_BRIEF A:_ Decide whether each statement agrees with the comment thread, answering yes or no and quoting the words from the thread that settle it: (i) Rob Anderson calls writing about bike advocates his life's work; (ii) the writer says housing developers may build large projects with limited parking; (iii) the writer describes the Muni system as well funded.
_BRIEF B:_ Retype the part of the comment thread from "Wow, you've got" to "on their side.".

_TEXT BLOCK:_
************

At 1:40 PM, Anonymous Anonymous said...

Wow, you've got nothing to go on here.

 
At 11:03 AM, Blogger Rob Anderson said...

"Must be a bummer to watch your life's work go down in flames.How does it feel to be on the wrong side of history Rob?"

You mean "History" with a capital "H," right? Interesting that you choose that trope, which was also used by other movements drunk on ideology, the Fascists, Nazis, and Communists---we have to include the Islamic fascists in that list now---of previous generations who also thought that History was on their side.

Of course you don't kill anyone with your goofy belief system; you just encourage a lot of people to take up a risky transportation "mode," which results in a lot of people getting hurt when they take up this "green" fad.

Writing about you bike fanatics is hardly my "life's work" like bicycles are so important to you and guns are so important to the gun nuts. Like all fanatics, you folks are bores, Johnny-one-notes who sing only one song. I've donned the mantle of anti-Christ---I mean "anti-bike"!---by default here in Progressive Land because no one else was doing it.

The anti-car bike cult has captured public policy out of City Hall to a remarkable degree, impacting not only traffic and street design but planning and development policy, allowing housing developers, much to their satisfaction and profit, to build large housing projects while limiting the amount of parking for all those new housing units. Let all those new residents ride bikes! Or a chronically underfunded Muni system!

************

_DATA SHOWN:_
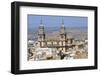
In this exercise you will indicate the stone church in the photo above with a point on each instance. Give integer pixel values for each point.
(62, 43)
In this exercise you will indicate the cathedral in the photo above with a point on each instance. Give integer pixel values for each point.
(62, 43)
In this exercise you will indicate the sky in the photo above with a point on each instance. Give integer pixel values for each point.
(56, 21)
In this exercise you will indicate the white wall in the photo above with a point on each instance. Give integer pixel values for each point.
(5, 41)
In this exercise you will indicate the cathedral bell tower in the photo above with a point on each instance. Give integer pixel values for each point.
(63, 37)
(41, 34)
(62, 31)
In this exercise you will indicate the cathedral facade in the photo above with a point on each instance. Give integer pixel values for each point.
(62, 43)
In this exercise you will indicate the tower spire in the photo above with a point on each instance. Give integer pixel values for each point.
(62, 21)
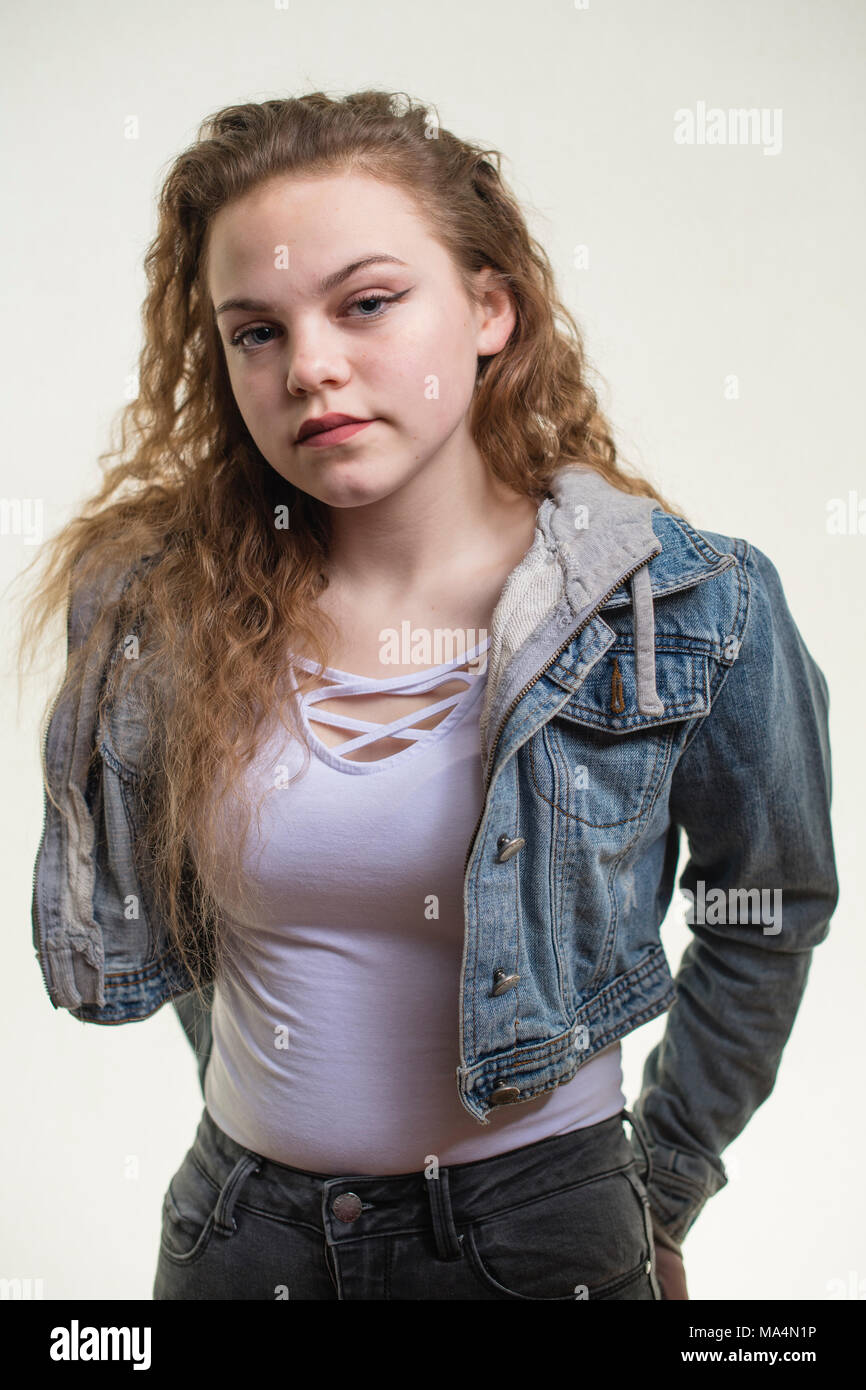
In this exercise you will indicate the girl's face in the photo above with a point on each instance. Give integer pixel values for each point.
(395, 341)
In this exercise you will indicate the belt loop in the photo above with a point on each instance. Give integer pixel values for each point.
(224, 1222)
(445, 1232)
(644, 1141)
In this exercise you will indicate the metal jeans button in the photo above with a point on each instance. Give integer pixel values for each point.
(346, 1207)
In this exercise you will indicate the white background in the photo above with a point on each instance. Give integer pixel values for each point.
(705, 262)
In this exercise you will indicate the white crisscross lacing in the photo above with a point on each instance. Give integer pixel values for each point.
(412, 684)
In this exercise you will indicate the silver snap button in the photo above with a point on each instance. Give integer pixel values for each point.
(508, 848)
(505, 1096)
(502, 982)
(346, 1207)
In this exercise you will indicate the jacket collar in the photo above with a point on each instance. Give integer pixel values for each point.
(594, 546)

************

_RESULT A:_
(i) No: "Writing about you bike fanatics is hardly my "life's work""
(ii) Yes: "to build large housing projects while limiting the amount of parking for all those new housing units"
(iii) No: "a chronically underfunded Muni system!"

_RESULT B:_
Wow, you've got nothing to go on here.

 
At 11:03 AM, Blogger Rob Anderson said...

"Must be a bummer to watch your life's work go down in flames.How does it feel to be on the wrong side of history Rob?"

You mean "History" with a capital "H," right? Interesting that you choose that trope, which was also used by other movements drunk on ideology, the Fascists, Nazis, and Communists---we have to include the Islamic fascists in that list now---of previous generations who also thought that History was on their side.